▶ **EXERCISE**
Only the number is wanted: how many lines of these entries contain the word "test"?

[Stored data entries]
◆ ◆ ◆
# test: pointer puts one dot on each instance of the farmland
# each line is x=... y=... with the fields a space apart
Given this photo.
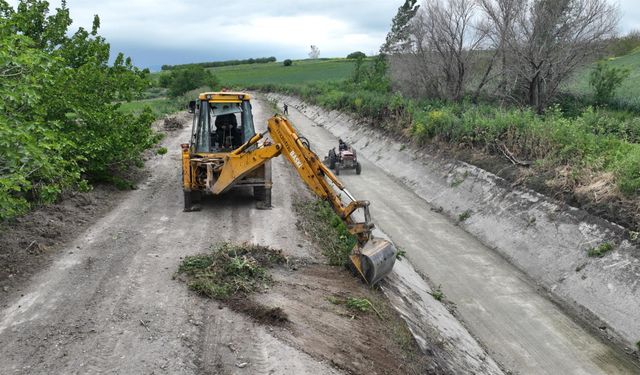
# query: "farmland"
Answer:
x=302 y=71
◆ ◆ ◆
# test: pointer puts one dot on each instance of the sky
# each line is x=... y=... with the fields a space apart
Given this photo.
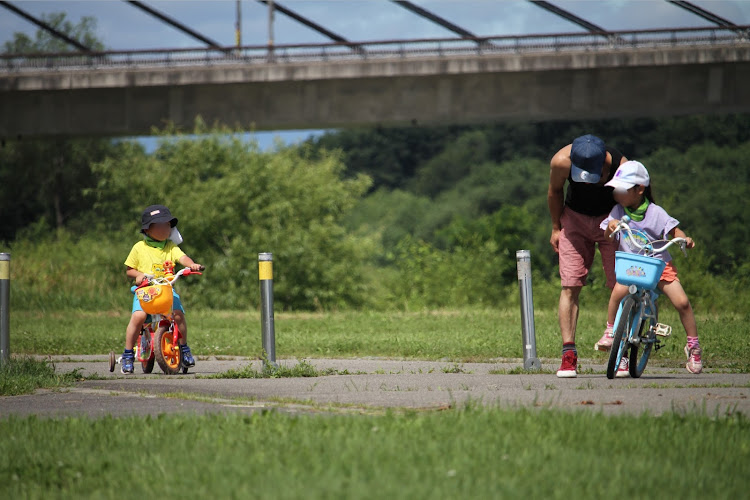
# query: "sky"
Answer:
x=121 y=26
◆ ◆ ◆
▶ **RESPONSE AREA**
2